What is required:
Count the lines in the entries below that contain the string "white", treating uppercase and lowercase as different. Give only the number.

-- BEGIN Extracted entries --

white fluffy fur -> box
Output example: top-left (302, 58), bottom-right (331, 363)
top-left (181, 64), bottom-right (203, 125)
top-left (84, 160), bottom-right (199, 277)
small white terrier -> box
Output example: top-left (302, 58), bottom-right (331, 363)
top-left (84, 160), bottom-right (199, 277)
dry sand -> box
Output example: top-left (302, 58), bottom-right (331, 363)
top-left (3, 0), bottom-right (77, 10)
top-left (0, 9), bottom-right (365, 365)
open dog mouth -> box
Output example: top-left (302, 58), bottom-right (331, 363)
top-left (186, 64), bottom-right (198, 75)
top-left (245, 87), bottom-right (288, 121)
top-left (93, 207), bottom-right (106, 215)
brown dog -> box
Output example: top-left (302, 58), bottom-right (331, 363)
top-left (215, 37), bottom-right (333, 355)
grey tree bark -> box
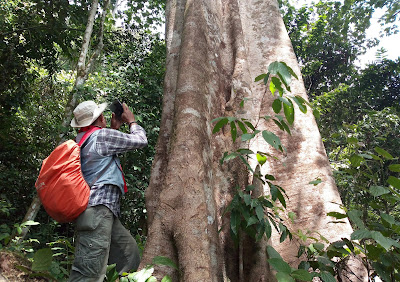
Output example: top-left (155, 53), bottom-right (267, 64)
top-left (142, 0), bottom-right (368, 281)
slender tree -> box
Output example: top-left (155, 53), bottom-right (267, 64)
top-left (20, 0), bottom-right (110, 239)
top-left (142, 0), bottom-right (366, 281)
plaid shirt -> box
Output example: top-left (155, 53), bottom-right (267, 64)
top-left (83, 123), bottom-right (147, 217)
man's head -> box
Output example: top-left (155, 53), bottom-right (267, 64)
top-left (71, 101), bottom-right (107, 128)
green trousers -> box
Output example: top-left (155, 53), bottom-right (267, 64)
top-left (68, 205), bottom-right (140, 282)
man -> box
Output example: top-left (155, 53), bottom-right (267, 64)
top-left (69, 101), bottom-right (147, 281)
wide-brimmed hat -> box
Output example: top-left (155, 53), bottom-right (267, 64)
top-left (71, 101), bottom-right (107, 127)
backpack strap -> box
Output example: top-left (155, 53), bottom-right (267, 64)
top-left (78, 126), bottom-right (101, 147)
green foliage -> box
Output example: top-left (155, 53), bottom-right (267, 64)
top-left (212, 62), bottom-right (310, 256)
top-left (281, 1), bottom-right (376, 97)
top-left (106, 256), bottom-right (179, 282)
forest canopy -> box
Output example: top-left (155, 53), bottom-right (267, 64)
top-left (0, 0), bottom-right (400, 281)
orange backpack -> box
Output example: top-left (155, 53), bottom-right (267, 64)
top-left (35, 127), bottom-right (100, 223)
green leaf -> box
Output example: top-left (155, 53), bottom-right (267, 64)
top-left (347, 137), bottom-right (358, 144)
top-left (161, 275), bottom-right (172, 282)
top-left (243, 193), bottom-right (251, 206)
top-left (268, 258), bottom-right (292, 274)
top-left (369, 186), bottom-right (390, 197)
top-left (256, 205), bottom-right (264, 221)
top-left (351, 229), bottom-right (372, 240)
top-left (242, 133), bottom-right (255, 142)
top-left (264, 72), bottom-right (271, 85)
top-left (257, 153), bottom-right (267, 165)
top-left (381, 213), bottom-right (396, 225)
top-left (349, 154), bottom-right (365, 167)
top-left (153, 256), bottom-right (179, 270)
top-left (389, 164), bottom-right (400, 172)
top-left (308, 178), bottom-right (322, 186)
top-left (375, 147), bottom-right (393, 160)
top-left (265, 219), bottom-right (272, 239)
top-left (230, 121), bottom-right (237, 142)
top-left (321, 271), bottom-right (336, 282)
top-left (292, 96), bottom-right (307, 114)
top-left (272, 99), bottom-right (282, 114)
top-left (313, 109), bottom-right (321, 120)
top-left (269, 77), bottom-right (283, 96)
top-left (221, 152), bottom-right (238, 164)
top-left (347, 210), bottom-right (365, 229)
top-left (213, 118), bottom-right (228, 134)
top-left (254, 73), bottom-right (267, 82)
top-left (291, 269), bottom-right (313, 281)
top-left (236, 120), bottom-right (247, 134)
top-left (276, 189), bottom-right (286, 208)
top-left (387, 176), bottom-right (400, 189)
top-left (327, 212), bottom-right (347, 219)
top-left (128, 266), bottom-right (154, 282)
top-left (389, 164), bottom-right (400, 172)
top-left (231, 211), bottom-right (240, 235)
top-left (267, 245), bottom-right (283, 260)
top-left (283, 101), bottom-right (294, 125)
top-left (262, 130), bottom-right (283, 151)
top-left (32, 248), bottom-right (53, 272)
top-left (275, 272), bottom-right (295, 282)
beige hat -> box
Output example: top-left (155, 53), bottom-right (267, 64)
top-left (71, 101), bottom-right (107, 127)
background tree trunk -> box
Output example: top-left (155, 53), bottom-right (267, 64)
top-left (142, 0), bottom-right (368, 281)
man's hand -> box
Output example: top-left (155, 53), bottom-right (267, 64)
top-left (121, 103), bottom-right (136, 123)
top-left (110, 113), bottom-right (123, 130)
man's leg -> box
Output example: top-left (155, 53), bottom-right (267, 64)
top-left (69, 205), bottom-right (114, 282)
top-left (108, 218), bottom-right (140, 274)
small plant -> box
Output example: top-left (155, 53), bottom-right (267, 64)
top-left (105, 256), bottom-right (179, 282)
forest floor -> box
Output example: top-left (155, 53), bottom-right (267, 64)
top-left (0, 251), bottom-right (48, 282)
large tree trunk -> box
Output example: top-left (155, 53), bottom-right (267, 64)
top-left (142, 0), bottom-right (366, 281)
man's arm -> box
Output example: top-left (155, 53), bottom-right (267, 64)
top-left (96, 123), bottom-right (147, 156)
top-left (96, 103), bottom-right (147, 156)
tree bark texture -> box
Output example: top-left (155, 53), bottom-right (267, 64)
top-left (142, 0), bottom-right (366, 281)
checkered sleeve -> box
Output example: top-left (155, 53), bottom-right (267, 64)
top-left (96, 124), bottom-right (147, 156)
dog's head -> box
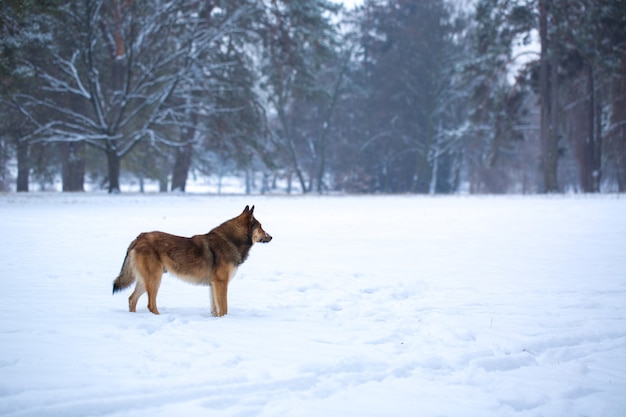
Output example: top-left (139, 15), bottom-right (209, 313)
top-left (241, 206), bottom-right (272, 243)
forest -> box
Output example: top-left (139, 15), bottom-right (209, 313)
top-left (0, 0), bottom-right (626, 194)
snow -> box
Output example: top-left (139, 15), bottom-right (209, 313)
top-left (0, 193), bottom-right (626, 417)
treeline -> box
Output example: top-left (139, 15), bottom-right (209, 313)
top-left (0, 0), bottom-right (626, 193)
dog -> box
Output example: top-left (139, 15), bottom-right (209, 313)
top-left (113, 206), bottom-right (272, 317)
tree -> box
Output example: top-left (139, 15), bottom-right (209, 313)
top-left (261, 0), bottom-right (339, 192)
top-left (14, 0), bottom-right (254, 192)
top-left (348, 0), bottom-right (463, 193)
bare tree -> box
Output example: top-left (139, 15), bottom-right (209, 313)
top-left (13, 0), bottom-right (250, 193)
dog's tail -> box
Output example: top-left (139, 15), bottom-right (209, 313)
top-left (113, 239), bottom-right (137, 294)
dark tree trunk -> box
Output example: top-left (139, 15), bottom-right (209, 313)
top-left (610, 50), bottom-right (626, 193)
top-left (17, 140), bottom-right (30, 192)
top-left (579, 64), bottom-right (601, 193)
top-left (61, 142), bottom-right (85, 192)
top-left (539, 0), bottom-right (559, 193)
top-left (106, 143), bottom-right (120, 194)
top-left (172, 143), bottom-right (193, 192)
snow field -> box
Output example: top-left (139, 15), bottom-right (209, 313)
top-left (0, 194), bottom-right (626, 417)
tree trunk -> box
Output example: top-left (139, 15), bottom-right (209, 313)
top-left (539, 0), bottom-right (559, 193)
top-left (61, 142), bottom-right (85, 192)
top-left (17, 140), bottom-right (30, 192)
top-left (578, 64), bottom-right (601, 193)
top-left (172, 143), bottom-right (193, 192)
top-left (106, 143), bottom-right (120, 194)
top-left (609, 50), bottom-right (626, 193)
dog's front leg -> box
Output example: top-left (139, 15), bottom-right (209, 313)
top-left (211, 277), bottom-right (228, 317)
top-left (209, 285), bottom-right (217, 317)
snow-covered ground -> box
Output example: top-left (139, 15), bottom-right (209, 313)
top-left (0, 193), bottom-right (626, 417)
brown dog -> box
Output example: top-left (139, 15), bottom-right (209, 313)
top-left (113, 206), bottom-right (272, 317)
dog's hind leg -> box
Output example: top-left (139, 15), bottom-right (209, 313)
top-left (128, 280), bottom-right (146, 313)
top-left (146, 275), bottom-right (161, 314)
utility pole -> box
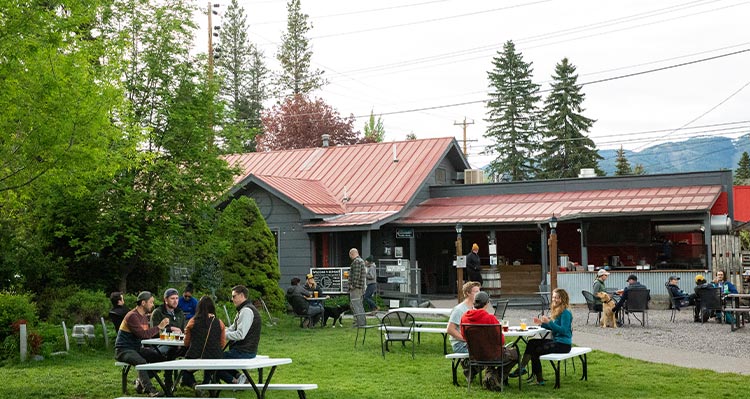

-- END Extracted entries --

Written answer:
2